Written task: Rewrite the material below, starting at the line that contains "man kneeling, place" and ending after the line that contains "of the man's". Swap "thickest part" for "widest part" and leave everything else unchanged.

Supplied data:

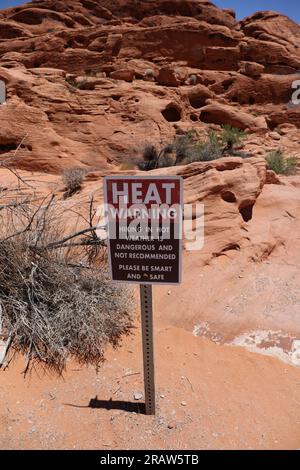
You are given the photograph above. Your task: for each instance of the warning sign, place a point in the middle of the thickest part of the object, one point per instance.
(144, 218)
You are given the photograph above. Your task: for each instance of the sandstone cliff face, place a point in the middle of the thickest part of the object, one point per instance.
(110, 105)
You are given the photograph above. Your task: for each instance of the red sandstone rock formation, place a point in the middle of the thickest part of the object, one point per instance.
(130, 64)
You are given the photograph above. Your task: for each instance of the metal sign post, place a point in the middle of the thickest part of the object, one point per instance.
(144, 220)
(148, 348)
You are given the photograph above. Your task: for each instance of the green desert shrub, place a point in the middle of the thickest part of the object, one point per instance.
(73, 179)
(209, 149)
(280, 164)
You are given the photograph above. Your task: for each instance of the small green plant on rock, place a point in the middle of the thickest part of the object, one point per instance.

==

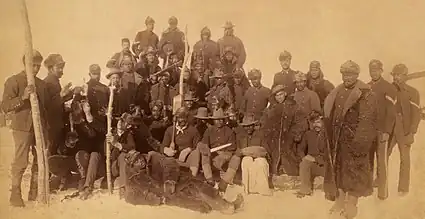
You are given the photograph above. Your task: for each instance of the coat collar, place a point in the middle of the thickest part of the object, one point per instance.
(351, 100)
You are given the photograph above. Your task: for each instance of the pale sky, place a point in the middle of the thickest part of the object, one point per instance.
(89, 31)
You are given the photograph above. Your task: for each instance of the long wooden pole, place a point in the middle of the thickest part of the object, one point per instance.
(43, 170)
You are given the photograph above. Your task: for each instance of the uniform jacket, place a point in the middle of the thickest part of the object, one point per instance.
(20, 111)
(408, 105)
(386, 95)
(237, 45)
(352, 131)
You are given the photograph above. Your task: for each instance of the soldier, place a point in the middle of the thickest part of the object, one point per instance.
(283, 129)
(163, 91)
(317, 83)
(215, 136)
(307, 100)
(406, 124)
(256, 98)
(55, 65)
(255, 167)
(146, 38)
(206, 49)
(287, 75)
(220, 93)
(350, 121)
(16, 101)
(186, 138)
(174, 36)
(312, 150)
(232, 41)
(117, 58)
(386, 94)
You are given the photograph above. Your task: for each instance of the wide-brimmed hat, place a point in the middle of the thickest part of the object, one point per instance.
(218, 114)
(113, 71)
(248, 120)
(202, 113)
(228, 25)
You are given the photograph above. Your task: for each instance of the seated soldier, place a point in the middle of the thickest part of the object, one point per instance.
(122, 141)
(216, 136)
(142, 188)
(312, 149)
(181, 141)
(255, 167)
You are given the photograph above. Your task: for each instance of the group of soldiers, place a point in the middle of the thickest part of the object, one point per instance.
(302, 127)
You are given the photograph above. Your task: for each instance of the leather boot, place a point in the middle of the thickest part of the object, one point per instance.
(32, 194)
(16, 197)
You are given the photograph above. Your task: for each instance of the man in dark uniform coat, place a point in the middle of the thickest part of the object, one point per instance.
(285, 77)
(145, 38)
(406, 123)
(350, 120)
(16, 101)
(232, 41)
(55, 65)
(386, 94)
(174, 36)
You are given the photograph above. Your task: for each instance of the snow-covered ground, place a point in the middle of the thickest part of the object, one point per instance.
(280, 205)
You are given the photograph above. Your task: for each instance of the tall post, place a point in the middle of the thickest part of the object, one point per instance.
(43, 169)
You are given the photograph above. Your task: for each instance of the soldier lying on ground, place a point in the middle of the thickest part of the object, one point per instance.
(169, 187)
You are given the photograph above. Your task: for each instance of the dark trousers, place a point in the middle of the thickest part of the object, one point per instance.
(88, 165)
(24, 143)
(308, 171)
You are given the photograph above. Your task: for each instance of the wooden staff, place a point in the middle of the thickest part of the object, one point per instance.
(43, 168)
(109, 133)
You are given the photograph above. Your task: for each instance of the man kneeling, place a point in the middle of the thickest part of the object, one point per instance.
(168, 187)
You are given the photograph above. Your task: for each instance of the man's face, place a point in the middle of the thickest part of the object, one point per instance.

Worked answer:
You are given the photograph above. Your task: for each instance of the man kneeling, place a point in the middle of the widest part of the object, one point per instance.
(168, 187)
You are given the photograph above. Your task: for each instance of the man's face, place a point in the middle of the widest part of the object, one point per instance.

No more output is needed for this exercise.